Please rewrite the records below with "Target" replaced by "Query", leaving everything else unchanged.

::::::::::

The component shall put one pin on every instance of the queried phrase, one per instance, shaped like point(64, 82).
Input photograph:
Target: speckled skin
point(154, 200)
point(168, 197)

::::::::::

→ Task answer
The component shall put one pin on every instance of the queried phrase, one per instance, shaped like point(64, 82).
Input photograph:
Query: speckled skin
point(154, 200)
point(168, 197)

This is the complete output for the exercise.